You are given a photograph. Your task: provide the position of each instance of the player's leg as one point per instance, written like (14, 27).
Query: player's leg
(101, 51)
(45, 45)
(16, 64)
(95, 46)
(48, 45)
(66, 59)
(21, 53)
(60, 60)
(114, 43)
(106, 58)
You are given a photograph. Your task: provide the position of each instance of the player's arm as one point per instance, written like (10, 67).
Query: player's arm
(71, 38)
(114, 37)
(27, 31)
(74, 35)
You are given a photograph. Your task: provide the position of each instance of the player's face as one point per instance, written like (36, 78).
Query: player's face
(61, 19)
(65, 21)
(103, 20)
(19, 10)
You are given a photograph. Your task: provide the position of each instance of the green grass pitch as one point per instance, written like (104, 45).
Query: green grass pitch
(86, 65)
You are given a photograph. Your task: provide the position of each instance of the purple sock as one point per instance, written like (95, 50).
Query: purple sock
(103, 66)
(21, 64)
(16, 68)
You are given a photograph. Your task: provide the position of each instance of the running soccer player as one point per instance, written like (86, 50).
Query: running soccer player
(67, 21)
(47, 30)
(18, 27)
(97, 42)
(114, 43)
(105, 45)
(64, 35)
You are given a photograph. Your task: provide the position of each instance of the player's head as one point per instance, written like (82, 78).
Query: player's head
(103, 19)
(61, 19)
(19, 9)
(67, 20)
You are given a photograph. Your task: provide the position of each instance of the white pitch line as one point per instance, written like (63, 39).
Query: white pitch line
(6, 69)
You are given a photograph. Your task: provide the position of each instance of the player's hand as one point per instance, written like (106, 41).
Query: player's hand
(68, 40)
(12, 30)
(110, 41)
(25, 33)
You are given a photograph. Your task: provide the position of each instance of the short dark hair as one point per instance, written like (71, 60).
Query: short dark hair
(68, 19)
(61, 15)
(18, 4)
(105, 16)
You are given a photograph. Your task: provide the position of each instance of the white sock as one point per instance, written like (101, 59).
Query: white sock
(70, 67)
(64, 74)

────

Exactly as they stand above, write out the entries.

You are given a photograph. Your task: provide the position of each instance of the player's leg as one point per instance, written like (14, 27).
Query: player's leg
(101, 51)
(45, 45)
(16, 64)
(95, 46)
(48, 45)
(66, 59)
(21, 53)
(60, 60)
(114, 43)
(106, 58)
You are given a photograph. Your task: provide the position of each instance of the player's arm as one point per instance, written like (10, 67).
Query: player's arm
(71, 38)
(114, 37)
(27, 31)
(74, 35)
You are given a photograph. Your task: provide the position of each instance of the player's face as one point per instance, written like (36, 78).
Query: player's face
(61, 19)
(65, 21)
(103, 20)
(19, 10)
You are given a photograph. Your task: provide the position of each instance of the green grass pitch as one point per instance, written like (104, 45).
Query: green grass pitch
(86, 65)
You are given a photograph. Your task: provide the position of each instance of the purple sock as one point per instance, written like (95, 50).
Query: purple sock
(103, 66)
(21, 64)
(16, 68)
You are given a photograph. Your task: provide the position of each instance of the running soccer player as one point per instance, written like (86, 50).
Query: running soccer player
(67, 21)
(47, 30)
(18, 27)
(97, 42)
(114, 43)
(105, 45)
(64, 35)
You are given a photograph. Your task: provide the position of each instance of the player's head as one point per instance, written like (82, 78).
Query: player's head
(103, 19)
(61, 19)
(19, 9)
(67, 20)
You are given a photograph. Your task: provide the position of each instance of the white pitch line as one point per instance, written like (63, 39).
Query: white pitch line
(6, 69)
You are given a photograph. Your task: provide the position of each instance of the player's hand as one point per instance, written like (106, 41).
Query: player's hand
(68, 40)
(12, 30)
(110, 41)
(25, 33)
You are given a photograph. Your task: provide the position of each instance of the short dark hair as one point per instance, written like (71, 60).
Query: short dark hair
(68, 19)
(61, 15)
(18, 4)
(105, 16)
You are given a photograph. Your task: provide the position of each instance of the white sock as one point per instance, written like (101, 59).
Query: white sock
(70, 67)
(64, 74)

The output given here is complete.